■ **PROBLEMS TO SOLVE**
• 1. Reproduce the stretch of the KDE settings discussion from "If you want" through "of opions) away!".
• 2. Write what comes next in the KDE settings discussion, picking up after its final sentence.

■ **SOURCE**
※

Going back and reading the last several comments before mine... I agree with most of them. Especially, "profile" (from 2 (?) comments up) is a much better word than "theme" for what I was trying to say in the parent comment.


by Stephan (not verified)

Furthermore, a global switch only leads to this:

On the phone...
Novice: Hi, can you help me? I want to change my background!
Geek : Sure, click on the "K" in the lower left corner,
then click on "Start" the KDE Control Center.
Novice: OK. The control center window seems to be open.
Geek: Now click on "Appearance"
Novice: I don't see the word "Appearance"
Geek: ???

It takes lots of time to find out that the novice is in simple
mode and the geek is in advanced mode. In the simple mode the
tree has different and less categories.
This also happens if something is described in a book, in a
computer magazine and so on. "Hey, I'm using 3.1 but where is that option?"
Guess this would lead to lots of confusion. Not really a step towards
an easier user interface especially for beginners.

by Maynard (not verified)

I thought if you were walking someone through a process you literally did it as well to make sure you are doing the same thing so that you see exactly what he sees and actually do, or emulate what you are telling him/her to do.

by Stuart Herring (not verified)

Mosfet is definitely right here

The day you take my configurable KDE away from me because some 'Expert' decided that some hypothetical 'casual user' might not want configurability, is the day you pry it from my cold, dead hands.

Advanced users are users too!, and I've been a KDE user since before the first alpha release, because I've always been able to make it suit me, even when the developers have decided that the defaults should be different.

by coolvibe (not verified)

Exactly. And once you customized your KDE the way you like, you hardy touch the settings anymore.

The usability-nazi goons have an argument that's flawed at the foundation. The worse thing is that the GNOME developers are listening to them, and pissing off lots of GNOME users in the process. Oh well, more users for KDE I guess... Maybe GNOME 3 will be hella configurable again, at least, I _hope_ for the GNOME project that they will see the fundamental error in their ways eventually.

If you want _less_ configurability, KDE-kiosk mode is just plain cool. I use it for internet cafe terminals and it's really easy to set up.

I salute the KDE team for a job very well done and hope they will never take kcontrol (and it's well sorted cornucopia of opions) away!

※

■ **PROVIDED MATERIAL**
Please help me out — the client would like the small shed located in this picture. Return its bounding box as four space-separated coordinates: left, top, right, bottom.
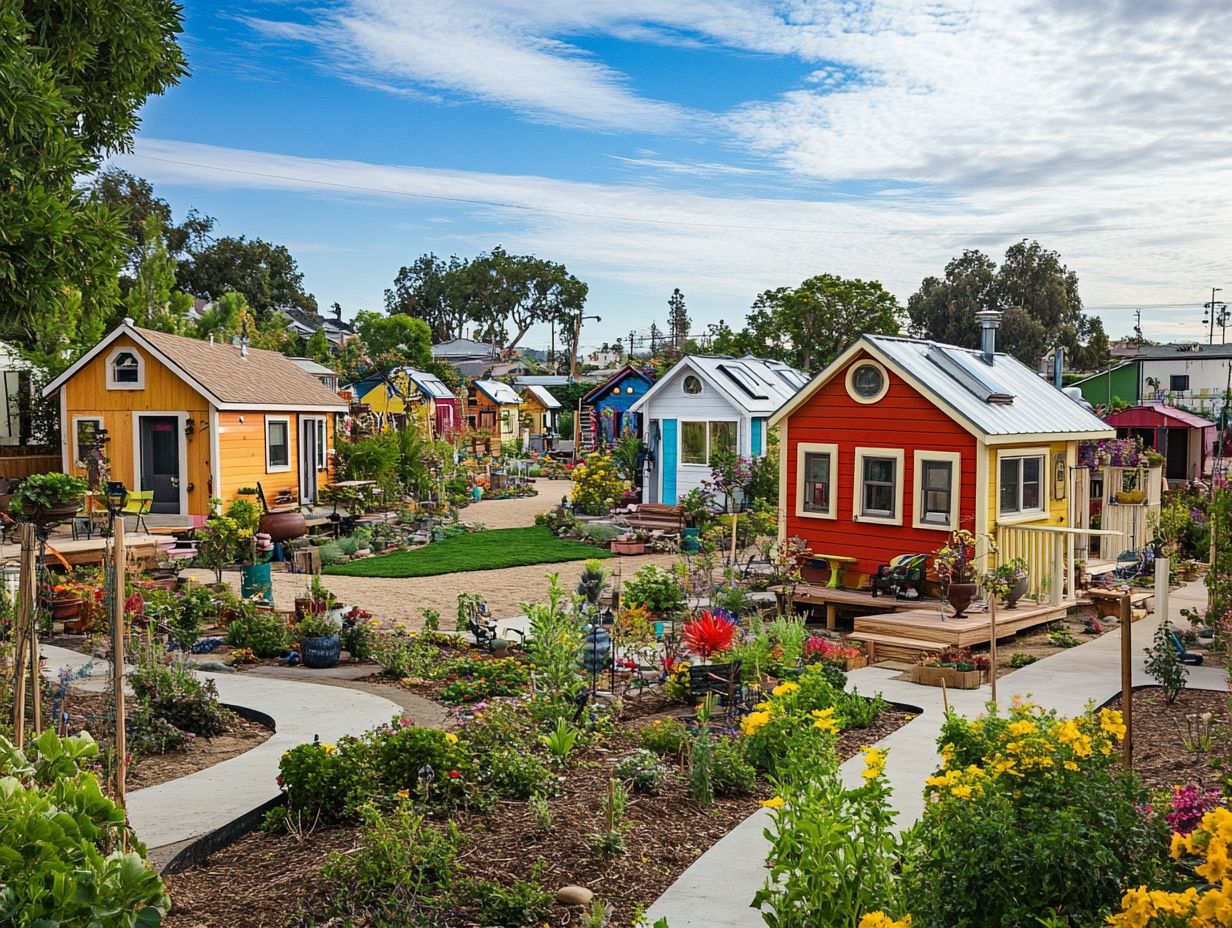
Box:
1104 403 1217 483
577 364 654 449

※

■ **RESULTS BY TASK**
• 1.
If you want _less_ configurability, KDE-kiosk mode is just plain cool. I use it for internet cafe terminals and it's really easy to set up.

I salute the KDE team for a job very well done and hope they will never take kcontrol (and it's well sorted cornucopia of opions) away!

• 2.
by MxCl (not verified) where you go for intelligent opinion:

"The people who make the most noise are not your "userbase". They are merely people who are making a lot of noise. You've always got to remember the silent majority who are just using the software, not bitching at the developers. That means you shouldn't add a feature just because a lot of noisy people want it, you should evaluate a feature based on the arguments for and against. Obviously, if it seems to be a popular feature take that into consideration, but the validity of the change should always come first." []

If we want to make KDE a success we must think of the majority.

by Datschge (not verified)

"but the validity of the *change* should always come first"
Exactly. Don't remove features. Please add features. Only change them if it's an actual improvement. Ready. Thanks for giving me a nice quote which contradict some of your previous posts. =)

by Anonymous (not verified)

It is always good to see debate on UI on the forums. What worries me, however, is that most people here seem to think that UI design is a matter of opionion. It is not. Or at least it shouldn't be. In most cases it should be a science, with measurable results. One example of this is reading speed with different foreground/background colors and fonts. The combination that gives one user the fastest reading speed will almost certainly be best for most other users too. I challenge you to find a single user that does not read black text on white background most quickly (measure results with a stopwatch). It is, sadly, not uncommon to still find people who have changed their preferences to red text on a green background. Which leads us to the point that Mosfet misses the point when he says "Believe me, there is no lack of feedback from users about what they want".

Users are not UI experts and they do not usually know what is best for them fom a UI perspective. I suspect that Mosfet also has not studied much UI engineering and is basing his opinions on personal preferences alone. Whould you trust a coding advice from someone who has never picked up a book about programming? Probably not. Then why is it that people assume that they can be experts on UI design without som serious studying?

by Stuart Herring (not verified)

> Then why is it that people assume that they can be experts on UI design without som serious studying?

Because everyone is a user.

Users may not necesarily know what's 'best' for them, but they do know what they like, and they're not necesarily rational about it.

Obviously UI studies are important to make sure that in the general case, the UI is more accessable, but it is aways wrong to make the assumption that what is right for the general case is therefore right for every case.

What matters is sensible defaults, that's where the UI expertise is important, but don't take away the ability to change the defaults if a user doesn't fit into the mold in every respect, and I think that is the point that Mosfet was trying to make.

Except that he wrongfully assumed that Havoc implied taking out all configurability.

It's what happened to GNOME isn't it?

Do you even know what GNOME is? Have you ever used it? Do you know what you are talking about?

I can't help but wonder.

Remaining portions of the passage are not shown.